• [DIRECTIONS FOR THIS TASK]
Restate the full set of records exactly, word for word.
(RECORDS TO PROCESS Opens)
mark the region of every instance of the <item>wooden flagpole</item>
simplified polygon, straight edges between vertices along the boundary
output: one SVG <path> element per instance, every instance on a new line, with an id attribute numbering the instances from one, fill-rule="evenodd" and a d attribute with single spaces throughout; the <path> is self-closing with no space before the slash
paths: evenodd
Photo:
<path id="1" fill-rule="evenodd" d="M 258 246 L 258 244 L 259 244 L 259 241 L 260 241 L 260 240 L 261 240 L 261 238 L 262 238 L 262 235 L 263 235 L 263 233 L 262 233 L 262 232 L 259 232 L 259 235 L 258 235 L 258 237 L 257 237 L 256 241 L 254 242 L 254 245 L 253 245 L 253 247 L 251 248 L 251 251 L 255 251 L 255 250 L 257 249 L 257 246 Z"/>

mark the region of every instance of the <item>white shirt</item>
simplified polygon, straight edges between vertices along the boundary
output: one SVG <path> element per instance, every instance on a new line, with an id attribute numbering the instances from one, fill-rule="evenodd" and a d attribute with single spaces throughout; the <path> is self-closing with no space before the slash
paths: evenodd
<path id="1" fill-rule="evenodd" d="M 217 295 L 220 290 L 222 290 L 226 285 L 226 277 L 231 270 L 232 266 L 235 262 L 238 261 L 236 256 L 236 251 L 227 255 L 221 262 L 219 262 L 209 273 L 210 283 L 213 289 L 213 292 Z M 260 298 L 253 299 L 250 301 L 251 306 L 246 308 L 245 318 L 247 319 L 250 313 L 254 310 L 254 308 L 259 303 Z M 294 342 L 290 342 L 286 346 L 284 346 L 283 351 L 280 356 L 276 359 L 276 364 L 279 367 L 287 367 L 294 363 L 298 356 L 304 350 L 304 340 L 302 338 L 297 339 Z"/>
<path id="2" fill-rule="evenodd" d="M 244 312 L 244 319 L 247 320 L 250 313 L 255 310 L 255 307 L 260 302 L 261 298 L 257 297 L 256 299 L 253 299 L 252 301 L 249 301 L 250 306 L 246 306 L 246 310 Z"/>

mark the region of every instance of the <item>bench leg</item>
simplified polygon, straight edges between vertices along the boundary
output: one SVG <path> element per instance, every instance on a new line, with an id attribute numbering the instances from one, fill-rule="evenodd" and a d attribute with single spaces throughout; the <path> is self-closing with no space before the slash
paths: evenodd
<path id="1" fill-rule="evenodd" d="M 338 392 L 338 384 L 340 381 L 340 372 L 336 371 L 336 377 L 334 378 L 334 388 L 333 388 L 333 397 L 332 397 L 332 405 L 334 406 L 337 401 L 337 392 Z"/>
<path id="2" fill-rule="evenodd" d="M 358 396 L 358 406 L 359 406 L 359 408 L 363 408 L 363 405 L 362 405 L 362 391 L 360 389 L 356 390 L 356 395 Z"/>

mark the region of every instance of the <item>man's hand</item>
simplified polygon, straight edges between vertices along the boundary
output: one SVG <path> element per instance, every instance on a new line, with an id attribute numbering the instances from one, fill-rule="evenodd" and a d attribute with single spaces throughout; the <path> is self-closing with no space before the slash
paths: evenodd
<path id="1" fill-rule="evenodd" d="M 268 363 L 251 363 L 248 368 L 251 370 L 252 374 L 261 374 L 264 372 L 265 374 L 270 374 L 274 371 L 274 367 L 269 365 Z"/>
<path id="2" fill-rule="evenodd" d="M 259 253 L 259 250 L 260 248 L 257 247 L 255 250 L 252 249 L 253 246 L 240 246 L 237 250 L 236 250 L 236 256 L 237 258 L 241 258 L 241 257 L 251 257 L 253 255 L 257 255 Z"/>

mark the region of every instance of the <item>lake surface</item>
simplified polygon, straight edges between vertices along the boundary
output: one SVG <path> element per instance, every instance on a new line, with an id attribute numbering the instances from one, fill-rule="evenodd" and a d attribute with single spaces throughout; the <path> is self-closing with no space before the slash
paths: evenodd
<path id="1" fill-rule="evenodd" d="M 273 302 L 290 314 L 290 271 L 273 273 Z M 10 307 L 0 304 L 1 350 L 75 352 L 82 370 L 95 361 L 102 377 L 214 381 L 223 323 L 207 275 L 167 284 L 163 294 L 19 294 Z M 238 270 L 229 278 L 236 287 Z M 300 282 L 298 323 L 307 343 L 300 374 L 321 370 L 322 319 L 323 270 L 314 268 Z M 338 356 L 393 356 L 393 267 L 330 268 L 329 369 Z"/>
(RECORDS TO PROCESS Closes)
• [EXERCISE OUTPUT]
mark the region of every instance of the <item>wooden flagpole</item>
simplified polygon, straight edges between vertices along the boundary
output: one SVG <path> element per instance, every instance on a new line, with an id attribute numbering the instances from one, fill-rule="evenodd" and a d attribute with single spaces throughout; the <path> is self-closing with no space before the slash
paths: evenodd
Photo:
<path id="1" fill-rule="evenodd" d="M 258 246 L 258 244 L 259 244 L 259 241 L 260 241 L 260 240 L 261 240 L 261 238 L 262 238 L 262 235 L 263 235 L 263 233 L 262 233 L 262 232 L 259 232 L 259 235 L 258 235 L 258 237 L 257 237 L 256 241 L 254 242 L 254 245 L 253 245 L 253 247 L 251 248 L 251 251 L 255 251 L 255 250 L 257 249 L 257 246 Z"/>

mark the region of every instance of the <item>white shirt</item>
simplified polygon, straight edges between vertices along the boundary
output: one SVG <path> element per instance, every instance on a new line, with an id attribute numbering the instances from one, fill-rule="evenodd" and a d attribute with single spaces throughout; the <path> is self-closing with no space before the slash
paths: evenodd
<path id="1" fill-rule="evenodd" d="M 217 295 L 220 290 L 222 290 L 226 285 L 226 277 L 231 270 L 232 266 L 235 262 L 238 261 L 236 256 L 236 251 L 227 255 L 221 262 L 219 262 L 209 273 L 210 283 L 213 289 L 213 292 Z M 260 298 L 253 299 L 250 301 L 251 306 L 246 308 L 245 318 L 247 319 L 250 313 L 254 310 L 254 308 L 259 303 Z M 294 342 L 290 342 L 286 346 L 284 346 L 283 351 L 280 356 L 276 359 L 276 364 L 279 367 L 287 367 L 294 363 L 298 356 L 304 350 L 304 340 L 302 338 L 297 339 Z"/>
<path id="2" fill-rule="evenodd" d="M 244 312 L 244 319 L 247 320 L 250 313 L 255 310 L 255 307 L 260 302 L 261 298 L 257 297 L 256 299 L 253 299 L 252 301 L 249 301 L 250 306 L 246 306 L 246 310 Z"/>

mark the region of every instance of the <item>bench leg</item>
simplified polygon, straight edges between vertices along the boundary
output: one SVG <path> element per instance, every instance on a new line, with an id attribute numbering the instances from one, fill-rule="evenodd" and a d attribute with single spaces throughout; the <path> is self-closing with no space before the slash
paths: evenodd
<path id="1" fill-rule="evenodd" d="M 338 392 L 338 384 L 340 381 L 340 372 L 336 371 L 336 377 L 334 378 L 334 388 L 333 388 L 333 397 L 332 397 L 332 405 L 334 406 L 337 401 L 337 392 Z"/>
<path id="2" fill-rule="evenodd" d="M 358 396 L 358 406 L 359 406 L 359 408 L 363 408 L 363 405 L 362 405 L 362 391 L 360 389 L 356 390 L 356 395 Z"/>

mark the region of every instance of the <item>man's hand</item>
simplified polygon, straight edges between vertices along the boundary
output: one SVG <path> element per instance, every instance on a new line, with an id attribute numbering the instances from one, fill-rule="evenodd" and a d attribute with single spaces throughout; the <path> is self-closing with no space before the slash
paths: evenodd
<path id="1" fill-rule="evenodd" d="M 268 363 L 251 363 L 248 368 L 251 370 L 252 374 L 261 374 L 264 372 L 265 374 L 270 374 L 274 371 L 274 367 L 269 365 Z"/>
<path id="2" fill-rule="evenodd" d="M 259 253 L 259 250 L 260 248 L 257 247 L 255 250 L 252 249 L 253 246 L 240 246 L 237 250 L 236 250 L 236 256 L 237 258 L 241 258 L 241 257 L 251 257 L 253 255 L 257 255 Z"/>

mark the region of every instance of the <item>lake surface</item>
simplified polygon, straight edges between vertices along the boundary
output: one SVG <path> element per instance, every instance on a new line, with an id attribute numbering the instances from one, fill-rule="evenodd" and a d attribute with single spaces throughout; the <path> is self-closing with no space before the slash
paths: evenodd
<path id="1" fill-rule="evenodd" d="M 273 302 L 290 314 L 290 271 L 273 273 Z M 10 307 L 0 304 L 1 350 L 75 352 L 82 370 L 95 361 L 102 377 L 214 381 L 223 323 L 207 275 L 167 284 L 163 294 L 19 294 Z M 238 270 L 229 278 L 236 287 Z M 300 282 L 298 323 L 307 343 L 300 374 L 321 370 L 322 319 L 323 270 L 314 268 Z M 338 356 L 393 356 L 393 267 L 330 268 L 329 369 Z"/>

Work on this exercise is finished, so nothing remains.